EXCERPT TO READ.
□ □ □

The lambda value for usgdp is 0.366, which equates to roughly a third root transformation: \[w_t = 3\cdot \big( y_t^{\frac{1}{3}}-1\big)\]

Similar to the above, the vicissitude of variance in the original autoplot appears minor and the graph looks virtually linear, indicating that the Box-Cox transformation is perhaps unnecessary. At any rate, the variance among the magnitudes in differences in y-values are less pronounced, and the graph looks more linear, making it easier to approximate the y-distribution using the Gaussian assumptions.

  • usgdp
lambda <- BoxCox.lambda(usgdp)
p1 <- autoplot(usgdp) + theme(plot.title = element_text(hjust = 0.5)) + ggtitle("Original")
p2 <- autoplot(BoxCox(usgdp, lambda)) + theme(plot.title = element_text(hjust = 0.5)) + ggtitle(paste("BoxCox =", round(lambda,3), sep = " "))
grid.arrange(p1, p2, nrow = 1)

The lambda value for mcopper is 0.19, which equates to roughly a fifth root transformation:

\[w_t = 5\cdot \big( y_t^{\frac{1}{5}}-1\big)\]

To make response variable more amenable to normal distribution, the extreme values on the right tail have been reduced and the values on the left fat tail have been spread out more as shown below.

  • mcopper
lambda <- BoxCox.lambda(mcopper)
p1 <- autoplot(mcopper) + theme(plot.title = element_text(hjust = 0.5)) + ggtitle("Original")
p2 <- autoplot(BoxCox(mcopper, lambda)) + theme(plot.title = element_text(hjust = 0.5)) + ggtitle(paste("BoxCox =", round(lambda,3), sep = " "))
grid.arrange(p1, p2, ncol = 2)

Finally, the lambda value for enplanements is -0.227, which roughly equates to an inverse fifth root as follows:

\[w_t = -5\cdot \big( \frac{1}{y_t^{\frac{1}{5}}}-1\big)\]

In the graph below, although not very obvious, the extreme values on the right tail have been brought closer together to the center.

  • enplanements
lambda <- BoxCox.lambda(enplanements)
p1 <- autoplot(enplanements) + theme(plot.title = element_text(hjust = 0.5)) + ggtitle("Original")

□ □ □

INFORMATION SHOWN.
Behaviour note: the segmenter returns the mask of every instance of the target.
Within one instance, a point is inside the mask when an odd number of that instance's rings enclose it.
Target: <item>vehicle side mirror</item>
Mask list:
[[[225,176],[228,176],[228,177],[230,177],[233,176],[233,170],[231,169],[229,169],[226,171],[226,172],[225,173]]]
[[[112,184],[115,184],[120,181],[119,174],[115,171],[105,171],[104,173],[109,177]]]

□ □ □

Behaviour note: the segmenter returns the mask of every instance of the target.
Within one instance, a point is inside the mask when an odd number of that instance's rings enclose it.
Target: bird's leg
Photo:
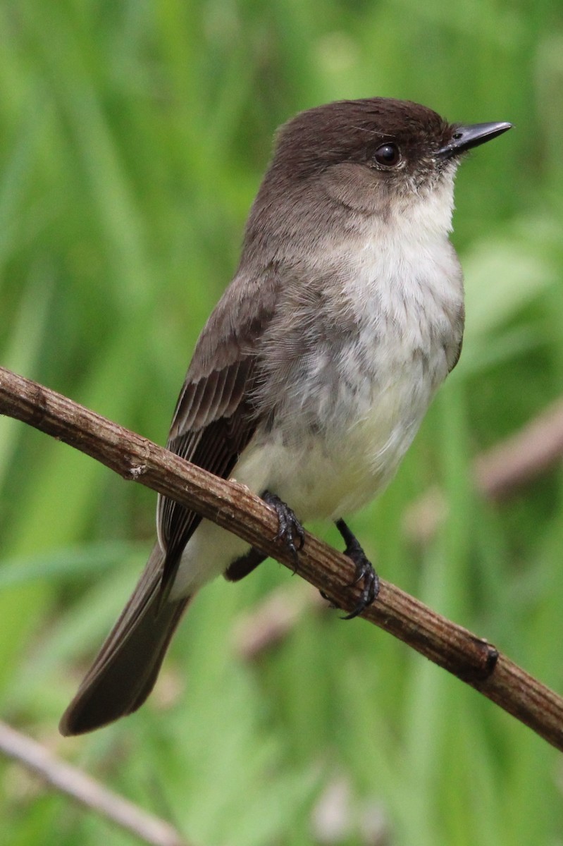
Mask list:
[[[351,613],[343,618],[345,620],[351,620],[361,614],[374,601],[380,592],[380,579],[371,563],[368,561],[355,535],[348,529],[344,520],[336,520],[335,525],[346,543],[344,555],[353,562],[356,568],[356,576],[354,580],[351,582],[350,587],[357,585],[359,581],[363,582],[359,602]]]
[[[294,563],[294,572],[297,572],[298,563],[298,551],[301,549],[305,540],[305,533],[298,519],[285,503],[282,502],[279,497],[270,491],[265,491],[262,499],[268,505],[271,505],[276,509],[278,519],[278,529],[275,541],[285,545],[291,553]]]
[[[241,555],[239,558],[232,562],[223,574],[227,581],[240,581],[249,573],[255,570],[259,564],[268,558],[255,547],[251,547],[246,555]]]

□ □ □

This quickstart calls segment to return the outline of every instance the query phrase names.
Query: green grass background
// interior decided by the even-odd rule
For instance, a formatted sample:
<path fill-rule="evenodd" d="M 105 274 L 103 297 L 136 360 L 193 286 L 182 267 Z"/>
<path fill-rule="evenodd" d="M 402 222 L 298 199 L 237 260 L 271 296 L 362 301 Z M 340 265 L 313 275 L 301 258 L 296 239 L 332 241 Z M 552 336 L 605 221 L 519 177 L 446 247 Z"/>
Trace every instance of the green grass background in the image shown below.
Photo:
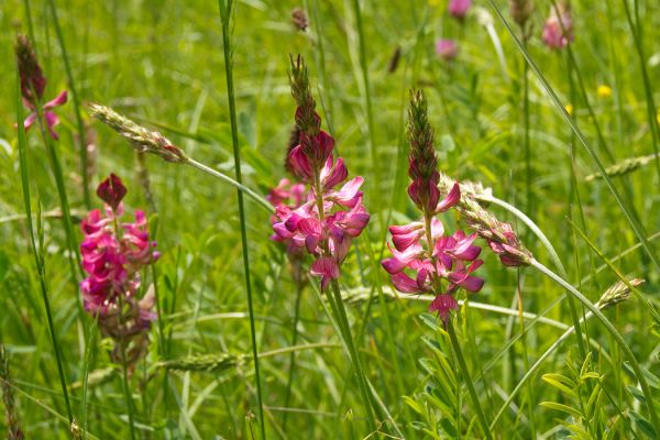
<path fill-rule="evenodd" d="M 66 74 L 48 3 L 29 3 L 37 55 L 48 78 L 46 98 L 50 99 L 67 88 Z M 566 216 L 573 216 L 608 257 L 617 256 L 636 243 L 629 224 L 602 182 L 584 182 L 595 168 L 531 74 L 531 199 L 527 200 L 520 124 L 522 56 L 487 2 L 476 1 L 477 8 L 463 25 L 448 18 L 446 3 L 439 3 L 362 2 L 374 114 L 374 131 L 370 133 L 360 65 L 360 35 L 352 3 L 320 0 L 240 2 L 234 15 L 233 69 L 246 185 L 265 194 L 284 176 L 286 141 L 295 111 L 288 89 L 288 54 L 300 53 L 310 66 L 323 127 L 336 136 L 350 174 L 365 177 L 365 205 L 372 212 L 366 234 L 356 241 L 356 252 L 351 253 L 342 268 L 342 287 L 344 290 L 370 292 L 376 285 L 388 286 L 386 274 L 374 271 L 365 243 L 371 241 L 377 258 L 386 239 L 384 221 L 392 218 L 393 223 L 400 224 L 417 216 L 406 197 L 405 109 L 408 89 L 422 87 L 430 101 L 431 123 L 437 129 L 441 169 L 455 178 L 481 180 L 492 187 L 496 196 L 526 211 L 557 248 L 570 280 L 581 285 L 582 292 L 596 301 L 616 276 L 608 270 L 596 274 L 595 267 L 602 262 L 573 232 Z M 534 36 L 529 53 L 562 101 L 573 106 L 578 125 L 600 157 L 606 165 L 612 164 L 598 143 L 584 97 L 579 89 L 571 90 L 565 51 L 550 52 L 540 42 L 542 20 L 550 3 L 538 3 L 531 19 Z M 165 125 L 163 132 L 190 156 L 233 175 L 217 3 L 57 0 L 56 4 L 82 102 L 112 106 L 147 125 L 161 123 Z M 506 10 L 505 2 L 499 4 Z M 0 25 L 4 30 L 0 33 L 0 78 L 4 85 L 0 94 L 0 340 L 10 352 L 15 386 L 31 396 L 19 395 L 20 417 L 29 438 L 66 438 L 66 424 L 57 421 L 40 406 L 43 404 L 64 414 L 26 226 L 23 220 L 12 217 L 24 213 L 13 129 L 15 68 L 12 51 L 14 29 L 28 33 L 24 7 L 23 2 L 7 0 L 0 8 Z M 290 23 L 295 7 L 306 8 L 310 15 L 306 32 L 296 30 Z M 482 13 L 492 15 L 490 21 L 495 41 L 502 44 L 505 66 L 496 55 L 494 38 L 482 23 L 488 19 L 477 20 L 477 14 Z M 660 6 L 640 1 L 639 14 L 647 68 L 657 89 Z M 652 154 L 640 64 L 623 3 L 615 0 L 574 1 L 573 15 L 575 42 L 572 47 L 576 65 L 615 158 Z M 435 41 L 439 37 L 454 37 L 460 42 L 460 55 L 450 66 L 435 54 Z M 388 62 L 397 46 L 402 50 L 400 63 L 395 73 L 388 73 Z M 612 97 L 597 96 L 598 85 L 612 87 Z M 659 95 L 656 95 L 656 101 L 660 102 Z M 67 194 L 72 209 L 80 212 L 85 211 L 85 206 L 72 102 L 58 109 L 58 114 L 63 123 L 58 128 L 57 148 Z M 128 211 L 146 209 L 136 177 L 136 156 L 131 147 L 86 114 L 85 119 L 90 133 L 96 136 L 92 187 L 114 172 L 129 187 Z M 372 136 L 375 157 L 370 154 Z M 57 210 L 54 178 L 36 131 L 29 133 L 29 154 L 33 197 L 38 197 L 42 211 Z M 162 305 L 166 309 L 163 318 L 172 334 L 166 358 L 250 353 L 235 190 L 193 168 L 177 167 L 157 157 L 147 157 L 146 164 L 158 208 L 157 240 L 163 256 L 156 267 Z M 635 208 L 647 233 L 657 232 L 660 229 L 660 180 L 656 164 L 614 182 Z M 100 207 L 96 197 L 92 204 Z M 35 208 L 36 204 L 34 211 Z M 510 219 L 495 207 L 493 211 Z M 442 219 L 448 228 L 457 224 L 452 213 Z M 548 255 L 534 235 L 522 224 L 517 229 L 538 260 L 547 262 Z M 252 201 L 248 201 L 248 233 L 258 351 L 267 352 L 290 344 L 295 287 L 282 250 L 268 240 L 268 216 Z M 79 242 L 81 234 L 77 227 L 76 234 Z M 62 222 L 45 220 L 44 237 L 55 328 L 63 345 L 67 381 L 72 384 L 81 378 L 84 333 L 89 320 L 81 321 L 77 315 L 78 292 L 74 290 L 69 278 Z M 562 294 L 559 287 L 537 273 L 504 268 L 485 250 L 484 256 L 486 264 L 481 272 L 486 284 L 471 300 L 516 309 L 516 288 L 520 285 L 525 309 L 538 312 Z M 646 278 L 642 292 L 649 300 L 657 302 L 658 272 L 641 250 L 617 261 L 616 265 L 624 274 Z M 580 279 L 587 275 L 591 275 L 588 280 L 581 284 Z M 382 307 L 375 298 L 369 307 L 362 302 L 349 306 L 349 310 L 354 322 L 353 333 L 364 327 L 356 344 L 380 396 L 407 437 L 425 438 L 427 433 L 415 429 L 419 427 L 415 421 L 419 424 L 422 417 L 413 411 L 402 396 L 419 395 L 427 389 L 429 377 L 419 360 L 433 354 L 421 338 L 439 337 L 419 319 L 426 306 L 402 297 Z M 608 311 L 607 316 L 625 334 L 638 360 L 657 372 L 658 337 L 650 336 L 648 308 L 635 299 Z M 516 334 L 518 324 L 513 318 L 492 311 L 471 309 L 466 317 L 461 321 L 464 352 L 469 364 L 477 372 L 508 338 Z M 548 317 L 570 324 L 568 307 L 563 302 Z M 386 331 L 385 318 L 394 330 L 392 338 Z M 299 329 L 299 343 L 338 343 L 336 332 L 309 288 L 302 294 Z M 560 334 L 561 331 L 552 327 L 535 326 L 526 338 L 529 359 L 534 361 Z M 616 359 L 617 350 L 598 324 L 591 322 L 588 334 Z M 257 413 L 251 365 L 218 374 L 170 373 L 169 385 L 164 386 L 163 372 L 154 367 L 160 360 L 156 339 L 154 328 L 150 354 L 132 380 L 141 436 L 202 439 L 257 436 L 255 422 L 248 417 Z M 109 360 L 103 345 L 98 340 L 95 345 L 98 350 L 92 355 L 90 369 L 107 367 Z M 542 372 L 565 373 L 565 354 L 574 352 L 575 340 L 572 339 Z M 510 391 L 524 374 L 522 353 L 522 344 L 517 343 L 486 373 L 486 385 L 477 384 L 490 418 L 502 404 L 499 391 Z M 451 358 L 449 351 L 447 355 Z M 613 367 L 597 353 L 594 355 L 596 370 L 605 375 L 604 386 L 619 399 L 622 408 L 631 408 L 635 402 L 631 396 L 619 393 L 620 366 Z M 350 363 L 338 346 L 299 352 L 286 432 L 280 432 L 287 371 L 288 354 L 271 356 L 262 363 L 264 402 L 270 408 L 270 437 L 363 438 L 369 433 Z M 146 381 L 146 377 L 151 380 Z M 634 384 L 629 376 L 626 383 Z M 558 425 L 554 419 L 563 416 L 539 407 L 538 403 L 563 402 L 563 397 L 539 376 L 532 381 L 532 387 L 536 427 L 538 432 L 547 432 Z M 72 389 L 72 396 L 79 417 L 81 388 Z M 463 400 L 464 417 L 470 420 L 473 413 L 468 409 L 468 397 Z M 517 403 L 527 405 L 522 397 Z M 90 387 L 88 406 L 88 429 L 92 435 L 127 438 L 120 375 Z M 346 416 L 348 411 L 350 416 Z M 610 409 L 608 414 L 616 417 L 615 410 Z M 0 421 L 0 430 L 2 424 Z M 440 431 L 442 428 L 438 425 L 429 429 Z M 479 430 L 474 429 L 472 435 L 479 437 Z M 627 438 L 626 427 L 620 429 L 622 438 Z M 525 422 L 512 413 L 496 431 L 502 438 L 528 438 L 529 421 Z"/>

□ □ □

EXERCISE TASKS.
1. Can you reproduce the Box-Cox excerpt word for word, from "grid.arrange(p1, p2, nrow" to "p2, ncol = 2)"?
2. Would you carry on the Box-Cox transformation excerpt from the point where it stops?

REPLIES.
1.
grid.arrange(p1, p2, nrow = 1)

The lambda value for mcopper is 0.19, which equates to roughly a fifth root transformation:

\[w_t = 5\cdot \big( y_t^{\frac{1}{5}}-1\big)\]

To make response variable more amenable to normal distribution, the extreme values on the right tail have been reduced and the values on the left fat tail have been spread out more as shown below.

  • mcopper
lambda <- BoxCox.lambda(mcopper)
p1 <- autoplot(mcopper) + theme(plot.title = element_text(hjust = 0.5)) + ggtitle("Original")
p2 <- autoplot(BoxCox(mcopper, lambda)) + theme(plot.title = element_text(hjust = 0.5)) + ggtitle(paste("BoxCox =", round(lambda,3), sep = " "))
grid.arrange(p1, p2, ncol = 2)

2.
p2 <- autoplot(BoxCox(enplanements, lambda)) + theme(plot.title = element_text(hjust = 0.5)) + ggtitle(paste("BoxCox =", round(lambda,3), sep = " "))
grid.arrange(p1, p2, ncol = 2)

From this analysis, we can see that one property of Box Cox transformations is tha they try to find the best lambda value that linearizes the data. The best examples of this are in the usnetelec and usgdp data sets. Good examples of variance getting stablized in the seasonal patterns are in the mcopper and enplanements graphs.

Question 3.8

For your retail time series (from Exercise 3 in Section 2.10):

In this excersise we will be evaluating the prediction accuracy from a previous exercise. We will be using the accuracy function which returns an array of error measurements of training and test data.

  1. Split the data into two parts using
myts <- ts(retaildata[,"A3349335T"],frequency=12, start=c(1982,4))
myts.train <- window(myts, end=c(2010,12))
myts.test <- window(myts, start=2011)
train_temp <- data.frame(unclass(myts.train),"train")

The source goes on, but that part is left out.